What is needed
When you reach the line in the data below that contains "Where can the seal's front", please start repeating lines exactly, and stop after the line that contains "Where can the grassy", repeating nothing else.

(Records from a data collection)
--------------------

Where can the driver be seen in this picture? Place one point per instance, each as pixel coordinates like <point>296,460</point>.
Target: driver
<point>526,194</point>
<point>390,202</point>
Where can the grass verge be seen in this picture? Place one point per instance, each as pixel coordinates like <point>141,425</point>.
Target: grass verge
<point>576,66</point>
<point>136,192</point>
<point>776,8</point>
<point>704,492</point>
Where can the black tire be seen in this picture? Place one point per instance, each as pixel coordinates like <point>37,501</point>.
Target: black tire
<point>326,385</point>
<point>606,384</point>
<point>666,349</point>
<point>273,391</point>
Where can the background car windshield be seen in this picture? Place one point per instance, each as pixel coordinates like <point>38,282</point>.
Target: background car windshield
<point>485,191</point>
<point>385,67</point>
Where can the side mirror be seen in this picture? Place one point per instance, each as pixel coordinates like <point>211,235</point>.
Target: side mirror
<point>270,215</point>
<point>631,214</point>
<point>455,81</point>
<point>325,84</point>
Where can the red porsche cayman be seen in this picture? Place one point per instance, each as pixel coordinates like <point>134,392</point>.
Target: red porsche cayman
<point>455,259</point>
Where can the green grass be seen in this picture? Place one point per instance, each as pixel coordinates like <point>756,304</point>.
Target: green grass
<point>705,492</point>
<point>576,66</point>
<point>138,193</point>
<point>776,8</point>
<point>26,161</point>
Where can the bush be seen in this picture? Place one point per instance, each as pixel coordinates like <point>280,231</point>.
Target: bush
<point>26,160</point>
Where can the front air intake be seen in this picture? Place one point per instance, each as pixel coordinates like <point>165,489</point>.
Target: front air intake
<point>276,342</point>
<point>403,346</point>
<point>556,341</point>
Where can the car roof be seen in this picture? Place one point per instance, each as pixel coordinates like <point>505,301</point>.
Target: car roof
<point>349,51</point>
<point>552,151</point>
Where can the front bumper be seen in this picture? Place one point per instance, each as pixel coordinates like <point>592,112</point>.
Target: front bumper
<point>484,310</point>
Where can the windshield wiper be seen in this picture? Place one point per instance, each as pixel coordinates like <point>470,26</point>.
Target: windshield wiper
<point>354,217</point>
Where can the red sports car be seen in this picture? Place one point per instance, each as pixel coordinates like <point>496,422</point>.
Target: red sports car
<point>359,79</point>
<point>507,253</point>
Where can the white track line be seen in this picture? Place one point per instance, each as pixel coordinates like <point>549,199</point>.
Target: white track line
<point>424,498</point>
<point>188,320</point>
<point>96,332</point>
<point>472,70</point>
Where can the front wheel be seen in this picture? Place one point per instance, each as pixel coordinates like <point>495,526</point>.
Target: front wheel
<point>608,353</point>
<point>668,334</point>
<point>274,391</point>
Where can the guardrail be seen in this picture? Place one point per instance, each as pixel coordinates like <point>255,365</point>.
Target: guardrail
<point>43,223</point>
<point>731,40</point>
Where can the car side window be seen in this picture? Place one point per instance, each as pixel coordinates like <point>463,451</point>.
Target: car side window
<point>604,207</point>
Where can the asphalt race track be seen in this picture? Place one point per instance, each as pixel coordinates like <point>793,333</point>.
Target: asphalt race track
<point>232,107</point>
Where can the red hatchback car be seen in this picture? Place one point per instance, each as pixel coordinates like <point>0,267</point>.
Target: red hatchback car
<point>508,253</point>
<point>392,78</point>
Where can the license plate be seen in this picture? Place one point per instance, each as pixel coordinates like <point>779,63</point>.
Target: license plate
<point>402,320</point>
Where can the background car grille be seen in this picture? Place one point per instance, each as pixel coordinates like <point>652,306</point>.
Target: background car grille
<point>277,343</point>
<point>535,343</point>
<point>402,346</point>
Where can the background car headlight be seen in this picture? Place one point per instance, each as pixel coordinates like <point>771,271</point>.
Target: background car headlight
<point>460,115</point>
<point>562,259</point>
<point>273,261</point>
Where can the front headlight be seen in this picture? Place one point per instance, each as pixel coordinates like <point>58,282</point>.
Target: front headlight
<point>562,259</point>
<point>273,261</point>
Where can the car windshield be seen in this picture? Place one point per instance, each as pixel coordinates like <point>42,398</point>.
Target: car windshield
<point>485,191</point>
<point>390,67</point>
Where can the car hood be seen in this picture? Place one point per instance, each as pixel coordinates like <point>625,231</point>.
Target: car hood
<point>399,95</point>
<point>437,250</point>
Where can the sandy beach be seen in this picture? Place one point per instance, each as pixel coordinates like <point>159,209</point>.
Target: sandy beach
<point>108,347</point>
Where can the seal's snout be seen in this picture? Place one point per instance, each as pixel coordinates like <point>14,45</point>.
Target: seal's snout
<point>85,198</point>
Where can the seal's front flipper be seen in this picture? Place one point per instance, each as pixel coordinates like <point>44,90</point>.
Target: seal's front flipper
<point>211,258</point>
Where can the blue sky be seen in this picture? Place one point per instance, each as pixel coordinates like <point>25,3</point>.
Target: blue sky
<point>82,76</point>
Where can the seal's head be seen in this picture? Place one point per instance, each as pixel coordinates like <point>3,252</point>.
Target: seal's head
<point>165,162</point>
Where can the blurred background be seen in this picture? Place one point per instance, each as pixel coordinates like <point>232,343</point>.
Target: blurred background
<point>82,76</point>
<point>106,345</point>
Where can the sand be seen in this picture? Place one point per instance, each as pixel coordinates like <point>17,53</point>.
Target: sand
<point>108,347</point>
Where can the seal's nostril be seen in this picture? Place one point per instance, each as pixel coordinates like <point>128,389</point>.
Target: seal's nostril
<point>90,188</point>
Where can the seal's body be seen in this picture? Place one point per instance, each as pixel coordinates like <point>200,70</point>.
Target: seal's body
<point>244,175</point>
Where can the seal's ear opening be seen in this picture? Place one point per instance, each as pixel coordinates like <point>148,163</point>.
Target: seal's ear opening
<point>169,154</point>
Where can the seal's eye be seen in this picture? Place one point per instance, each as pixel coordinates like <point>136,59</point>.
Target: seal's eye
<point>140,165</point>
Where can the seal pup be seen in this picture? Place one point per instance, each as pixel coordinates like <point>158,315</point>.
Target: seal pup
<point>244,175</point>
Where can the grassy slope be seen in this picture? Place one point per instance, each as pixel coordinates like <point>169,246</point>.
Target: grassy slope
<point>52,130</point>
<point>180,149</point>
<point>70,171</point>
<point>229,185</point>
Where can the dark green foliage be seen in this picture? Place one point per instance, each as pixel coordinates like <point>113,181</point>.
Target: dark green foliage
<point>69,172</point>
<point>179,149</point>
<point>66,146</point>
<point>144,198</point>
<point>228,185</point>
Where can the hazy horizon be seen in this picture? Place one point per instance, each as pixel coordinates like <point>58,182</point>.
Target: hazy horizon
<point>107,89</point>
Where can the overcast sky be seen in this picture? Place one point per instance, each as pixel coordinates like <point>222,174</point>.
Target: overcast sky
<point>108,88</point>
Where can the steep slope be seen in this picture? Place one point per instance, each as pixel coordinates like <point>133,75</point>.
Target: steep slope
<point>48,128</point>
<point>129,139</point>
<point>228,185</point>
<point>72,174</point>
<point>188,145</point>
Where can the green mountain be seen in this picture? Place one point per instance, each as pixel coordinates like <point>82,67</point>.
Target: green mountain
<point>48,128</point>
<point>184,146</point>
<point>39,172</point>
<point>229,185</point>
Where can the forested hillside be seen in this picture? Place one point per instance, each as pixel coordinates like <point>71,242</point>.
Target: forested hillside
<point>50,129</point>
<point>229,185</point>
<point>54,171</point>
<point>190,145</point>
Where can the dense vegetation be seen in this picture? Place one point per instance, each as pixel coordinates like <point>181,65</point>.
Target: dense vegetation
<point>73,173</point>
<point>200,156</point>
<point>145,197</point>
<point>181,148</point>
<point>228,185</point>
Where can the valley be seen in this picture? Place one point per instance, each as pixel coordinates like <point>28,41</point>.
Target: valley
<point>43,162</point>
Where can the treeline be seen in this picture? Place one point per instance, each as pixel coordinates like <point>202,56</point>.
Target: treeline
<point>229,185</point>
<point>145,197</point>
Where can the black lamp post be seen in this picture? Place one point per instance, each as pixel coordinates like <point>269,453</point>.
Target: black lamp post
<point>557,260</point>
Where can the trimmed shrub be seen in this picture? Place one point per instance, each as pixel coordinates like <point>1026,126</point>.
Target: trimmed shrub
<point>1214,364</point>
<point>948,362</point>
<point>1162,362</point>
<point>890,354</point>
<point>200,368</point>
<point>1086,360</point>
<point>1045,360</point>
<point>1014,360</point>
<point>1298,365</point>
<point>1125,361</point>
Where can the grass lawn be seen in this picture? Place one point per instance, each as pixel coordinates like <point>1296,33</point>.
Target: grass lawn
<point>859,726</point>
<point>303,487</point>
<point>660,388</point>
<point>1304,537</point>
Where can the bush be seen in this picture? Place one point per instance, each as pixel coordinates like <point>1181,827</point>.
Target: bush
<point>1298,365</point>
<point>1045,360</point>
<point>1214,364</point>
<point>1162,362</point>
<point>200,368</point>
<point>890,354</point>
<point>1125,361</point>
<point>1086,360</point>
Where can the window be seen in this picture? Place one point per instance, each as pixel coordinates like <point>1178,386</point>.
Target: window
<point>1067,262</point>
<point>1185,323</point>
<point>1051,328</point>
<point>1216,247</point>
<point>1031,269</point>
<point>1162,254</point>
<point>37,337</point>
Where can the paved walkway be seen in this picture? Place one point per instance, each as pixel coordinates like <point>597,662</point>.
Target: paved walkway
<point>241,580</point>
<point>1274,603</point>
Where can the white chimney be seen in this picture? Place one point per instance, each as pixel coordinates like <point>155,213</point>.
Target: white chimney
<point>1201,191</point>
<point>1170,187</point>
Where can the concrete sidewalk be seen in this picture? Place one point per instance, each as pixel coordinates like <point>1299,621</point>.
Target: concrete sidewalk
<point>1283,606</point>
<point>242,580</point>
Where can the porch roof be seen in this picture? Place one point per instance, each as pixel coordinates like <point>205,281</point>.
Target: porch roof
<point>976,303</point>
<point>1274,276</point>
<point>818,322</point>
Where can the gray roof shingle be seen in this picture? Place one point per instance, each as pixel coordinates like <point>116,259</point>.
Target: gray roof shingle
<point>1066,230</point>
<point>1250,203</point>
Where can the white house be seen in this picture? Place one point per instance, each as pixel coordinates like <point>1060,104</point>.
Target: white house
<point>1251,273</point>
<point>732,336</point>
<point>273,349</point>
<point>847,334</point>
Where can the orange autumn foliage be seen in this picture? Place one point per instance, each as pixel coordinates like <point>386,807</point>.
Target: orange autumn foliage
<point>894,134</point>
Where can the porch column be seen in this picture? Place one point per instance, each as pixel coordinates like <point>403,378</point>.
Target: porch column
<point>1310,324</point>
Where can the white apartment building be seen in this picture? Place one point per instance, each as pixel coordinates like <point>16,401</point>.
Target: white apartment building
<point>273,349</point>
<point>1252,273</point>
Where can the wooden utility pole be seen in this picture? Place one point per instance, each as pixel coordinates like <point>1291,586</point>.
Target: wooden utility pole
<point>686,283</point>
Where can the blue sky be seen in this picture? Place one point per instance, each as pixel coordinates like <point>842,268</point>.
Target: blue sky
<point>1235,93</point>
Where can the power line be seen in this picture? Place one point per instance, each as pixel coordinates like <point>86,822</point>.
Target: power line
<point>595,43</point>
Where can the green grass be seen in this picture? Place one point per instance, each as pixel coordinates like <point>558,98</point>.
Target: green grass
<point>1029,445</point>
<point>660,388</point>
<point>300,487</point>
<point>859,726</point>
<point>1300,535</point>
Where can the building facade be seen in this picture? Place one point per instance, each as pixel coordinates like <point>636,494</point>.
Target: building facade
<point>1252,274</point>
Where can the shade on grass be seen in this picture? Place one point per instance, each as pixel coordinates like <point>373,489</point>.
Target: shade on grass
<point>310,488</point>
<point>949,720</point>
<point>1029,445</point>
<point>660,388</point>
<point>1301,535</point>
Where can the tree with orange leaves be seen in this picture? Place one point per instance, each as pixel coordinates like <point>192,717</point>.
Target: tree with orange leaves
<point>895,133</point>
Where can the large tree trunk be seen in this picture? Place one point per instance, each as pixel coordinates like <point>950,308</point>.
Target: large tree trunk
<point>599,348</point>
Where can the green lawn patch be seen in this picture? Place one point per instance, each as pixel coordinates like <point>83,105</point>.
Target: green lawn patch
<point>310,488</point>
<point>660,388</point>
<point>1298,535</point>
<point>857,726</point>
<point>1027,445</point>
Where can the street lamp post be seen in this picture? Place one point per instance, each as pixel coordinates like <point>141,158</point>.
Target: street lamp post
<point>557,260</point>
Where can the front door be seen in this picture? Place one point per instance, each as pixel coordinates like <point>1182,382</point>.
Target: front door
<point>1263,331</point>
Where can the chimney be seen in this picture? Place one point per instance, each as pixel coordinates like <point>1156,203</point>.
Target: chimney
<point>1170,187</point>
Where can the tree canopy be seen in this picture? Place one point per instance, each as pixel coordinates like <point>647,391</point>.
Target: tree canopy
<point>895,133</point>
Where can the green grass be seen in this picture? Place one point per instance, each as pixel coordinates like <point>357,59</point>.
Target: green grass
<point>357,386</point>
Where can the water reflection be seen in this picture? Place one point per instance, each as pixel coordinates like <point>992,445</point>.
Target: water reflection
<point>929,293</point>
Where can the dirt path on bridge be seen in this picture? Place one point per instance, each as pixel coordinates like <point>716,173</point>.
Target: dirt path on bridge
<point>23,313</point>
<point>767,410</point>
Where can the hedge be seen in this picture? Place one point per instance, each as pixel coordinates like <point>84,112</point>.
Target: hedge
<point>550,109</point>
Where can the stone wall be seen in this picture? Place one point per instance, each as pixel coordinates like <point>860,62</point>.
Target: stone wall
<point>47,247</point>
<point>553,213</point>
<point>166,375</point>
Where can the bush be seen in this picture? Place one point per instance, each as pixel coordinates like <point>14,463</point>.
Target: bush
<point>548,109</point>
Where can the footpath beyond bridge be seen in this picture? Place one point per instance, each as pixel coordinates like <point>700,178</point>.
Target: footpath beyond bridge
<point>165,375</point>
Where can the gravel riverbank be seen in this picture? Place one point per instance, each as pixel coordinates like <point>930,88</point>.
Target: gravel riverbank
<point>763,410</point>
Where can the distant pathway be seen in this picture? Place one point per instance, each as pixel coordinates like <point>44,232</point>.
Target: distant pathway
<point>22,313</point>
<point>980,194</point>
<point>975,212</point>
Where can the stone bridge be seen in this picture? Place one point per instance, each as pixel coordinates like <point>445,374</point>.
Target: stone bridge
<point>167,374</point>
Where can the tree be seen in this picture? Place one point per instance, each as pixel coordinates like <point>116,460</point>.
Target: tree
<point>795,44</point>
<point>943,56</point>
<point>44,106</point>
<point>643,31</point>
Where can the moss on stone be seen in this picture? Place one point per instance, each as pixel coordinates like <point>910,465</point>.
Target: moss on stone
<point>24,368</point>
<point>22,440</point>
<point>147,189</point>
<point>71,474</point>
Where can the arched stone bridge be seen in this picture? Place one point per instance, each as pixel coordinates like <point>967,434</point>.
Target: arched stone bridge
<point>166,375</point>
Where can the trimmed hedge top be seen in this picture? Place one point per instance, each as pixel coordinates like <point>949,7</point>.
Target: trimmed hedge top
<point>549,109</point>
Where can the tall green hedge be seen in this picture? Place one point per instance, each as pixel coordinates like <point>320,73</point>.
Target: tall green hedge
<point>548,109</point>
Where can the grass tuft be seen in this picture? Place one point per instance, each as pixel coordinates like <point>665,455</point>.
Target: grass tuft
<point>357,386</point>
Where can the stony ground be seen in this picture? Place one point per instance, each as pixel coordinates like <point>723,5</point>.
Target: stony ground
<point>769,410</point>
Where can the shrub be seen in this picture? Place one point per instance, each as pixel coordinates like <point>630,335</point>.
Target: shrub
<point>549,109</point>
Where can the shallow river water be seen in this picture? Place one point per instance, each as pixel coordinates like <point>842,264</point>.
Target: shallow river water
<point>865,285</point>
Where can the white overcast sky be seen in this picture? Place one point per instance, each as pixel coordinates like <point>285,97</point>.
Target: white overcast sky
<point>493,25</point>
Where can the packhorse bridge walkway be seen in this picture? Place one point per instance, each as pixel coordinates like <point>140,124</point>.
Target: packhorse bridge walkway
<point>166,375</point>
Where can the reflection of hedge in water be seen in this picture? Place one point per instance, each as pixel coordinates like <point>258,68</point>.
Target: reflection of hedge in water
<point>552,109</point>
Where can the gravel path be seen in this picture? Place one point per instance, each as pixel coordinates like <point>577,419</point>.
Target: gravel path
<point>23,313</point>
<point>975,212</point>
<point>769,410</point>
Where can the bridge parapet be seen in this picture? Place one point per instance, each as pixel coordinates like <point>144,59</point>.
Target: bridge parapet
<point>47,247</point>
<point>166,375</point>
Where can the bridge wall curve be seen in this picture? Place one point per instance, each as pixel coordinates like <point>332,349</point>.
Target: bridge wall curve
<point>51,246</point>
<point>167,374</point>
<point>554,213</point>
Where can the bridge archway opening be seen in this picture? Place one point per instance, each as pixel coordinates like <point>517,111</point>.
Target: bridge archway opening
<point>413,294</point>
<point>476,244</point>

--------------------

Exercise response
Where can the seal's front flipper be seen in this picture? Place one point per instance, each as pixel coordinates like <point>44,90</point>.
Target: seal's front flipper
<point>211,258</point>
Where can the blue sky be seen in this picture? Place one point per instance, each as pixel coordinates like <point>25,3</point>.
Target: blue sky
<point>82,76</point>
Where can the seal's head be seen in this picture? Place one point per instance, each as pixel coordinates like <point>3,252</point>.
Target: seal's head
<point>165,162</point>
Where can the blurred background be seen in this picture? Place one point per instance, each as pixel coordinates like <point>232,343</point>.
Target: blurred background
<point>82,76</point>
<point>106,345</point>
Where can the sand be seen in this picture? Place one point per instance, each as pixel coordinates like <point>17,53</point>.
Target: sand
<point>108,347</point>
Where can the seal's nostril be seen in this picture? Place one point per instance, each as pixel coordinates like <point>128,389</point>.
Target: seal's nostril
<point>90,188</point>
Where can the seal's body be seen in this picture? Place one point per instance, each as pixel coordinates like <point>200,70</point>.
Target: seal's body
<point>244,175</point>
Where can the seal's ear opening be seen in this picture? Place one point per instance, each as pixel coordinates like <point>148,163</point>.
Target: seal's ear opening
<point>169,154</point>
Where can the seal's eye be seen in this picture? Place one point per instance, each as pixel coordinates like <point>136,59</point>.
Target: seal's eye
<point>140,165</point>
Where can the seal pup be seen in this picture? Place one point per instance, each as pixel coordinates like <point>158,315</point>.
Target: seal pup
<point>244,175</point>
Where can the grassy slope be seen in this picture? Place one point per instance, each as pixel coordinates like <point>169,246</point>.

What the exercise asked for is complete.